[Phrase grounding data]

════

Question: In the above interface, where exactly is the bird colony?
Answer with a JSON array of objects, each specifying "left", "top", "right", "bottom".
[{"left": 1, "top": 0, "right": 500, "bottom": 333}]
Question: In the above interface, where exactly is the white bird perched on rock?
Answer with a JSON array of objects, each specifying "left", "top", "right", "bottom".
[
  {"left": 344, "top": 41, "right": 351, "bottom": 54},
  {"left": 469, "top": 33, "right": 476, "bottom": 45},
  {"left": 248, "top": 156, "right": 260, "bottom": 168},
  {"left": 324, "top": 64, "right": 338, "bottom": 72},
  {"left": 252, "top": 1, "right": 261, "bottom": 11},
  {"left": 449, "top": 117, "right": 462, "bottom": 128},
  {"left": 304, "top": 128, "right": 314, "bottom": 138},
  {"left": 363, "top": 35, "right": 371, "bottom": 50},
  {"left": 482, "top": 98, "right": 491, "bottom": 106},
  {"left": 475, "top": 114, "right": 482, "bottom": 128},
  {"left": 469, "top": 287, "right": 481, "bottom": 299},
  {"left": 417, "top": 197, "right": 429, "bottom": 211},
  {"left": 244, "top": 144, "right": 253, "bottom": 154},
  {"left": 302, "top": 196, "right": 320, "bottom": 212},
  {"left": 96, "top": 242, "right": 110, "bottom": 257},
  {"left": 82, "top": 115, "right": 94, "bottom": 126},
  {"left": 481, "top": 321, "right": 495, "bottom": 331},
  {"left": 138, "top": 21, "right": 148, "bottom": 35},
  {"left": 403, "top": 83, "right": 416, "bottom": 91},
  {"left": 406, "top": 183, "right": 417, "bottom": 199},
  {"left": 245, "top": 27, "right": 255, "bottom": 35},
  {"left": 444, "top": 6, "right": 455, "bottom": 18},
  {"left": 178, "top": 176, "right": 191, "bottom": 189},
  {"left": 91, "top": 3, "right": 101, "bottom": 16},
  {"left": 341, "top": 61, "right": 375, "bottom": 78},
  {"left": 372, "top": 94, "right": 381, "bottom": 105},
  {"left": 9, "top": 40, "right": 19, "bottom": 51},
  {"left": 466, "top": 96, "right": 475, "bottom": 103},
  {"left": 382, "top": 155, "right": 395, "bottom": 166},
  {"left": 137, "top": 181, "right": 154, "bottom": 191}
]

════

Work to be completed: The full set of lines above should be retyped without a single change.

Exercise output:
Question: In the above interface, where exactly is the bird colony?
Answer with a JSON array of objects, each specifying "left", "top", "right", "bottom".
[{"left": 1, "top": 0, "right": 500, "bottom": 333}]
Question: In the above interface, where exactly is the white bird perched on rock?
Answer with a JSON array of objects, each specifying "left", "top", "right", "bottom".
[
  {"left": 344, "top": 41, "right": 351, "bottom": 54},
  {"left": 469, "top": 33, "right": 476, "bottom": 45},
  {"left": 248, "top": 156, "right": 260, "bottom": 168},
  {"left": 324, "top": 64, "right": 338, "bottom": 72},
  {"left": 252, "top": 1, "right": 261, "bottom": 11},
  {"left": 449, "top": 117, "right": 462, "bottom": 128},
  {"left": 304, "top": 128, "right": 314, "bottom": 138},
  {"left": 363, "top": 35, "right": 371, "bottom": 50},
  {"left": 482, "top": 98, "right": 491, "bottom": 106},
  {"left": 475, "top": 114, "right": 482, "bottom": 128},
  {"left": 469, "top": 287, "right": 481, "bottom": 299},
  {"left": 417, "top": 197, "right": 429, "bottom": 211},
  {"left": 244, "top": 144, "right": 253, "bottom": 154},
  {"left": 302, "top": 196, "right": 320, "bottom": 212},
  {"left": 96, "top": 242, "right": 110, "bottom": 257},
  {"left": 82, "top": 115, "right": 94, "bottom": 126},
  {"left": 481, "top": 321, "right": 495, "bottom": 331},
  {"left": 138, "top": 21, "right": 148, "bottom": 35},
  {"left": 403, "top": 83, "right": 416, "bottom": 91},
  {"left": 406, "top": 183, "right": 417, "bottom": 199},
  {"left": 245, "top": 27, "right": 255, "bottom": 35},
  {"left": 444, "top": 6, "right": 455, "bottom": 18},
  {"left": 178, "top": 176, "right": 191, "bottom": 189},
  {"left": 91, "top": 3, "right": 101, "bottom": 16},
  {"left": 341, "top": 61, "right": 375, "bottom": 78},
  {"left": 372, "top": 94, "right": 381, "bottom": 105},
  {"left": 9, "top": 40, "right": 19, "bottom": 51},
  {"left": 466, "top": 96, "right": 475, "bottom": 103},
  {"left": 382, "top": 155, "right": 395, "bottom": 166},
  {"left": 137, "top": 181, "right": 154, "bottom": 191}
]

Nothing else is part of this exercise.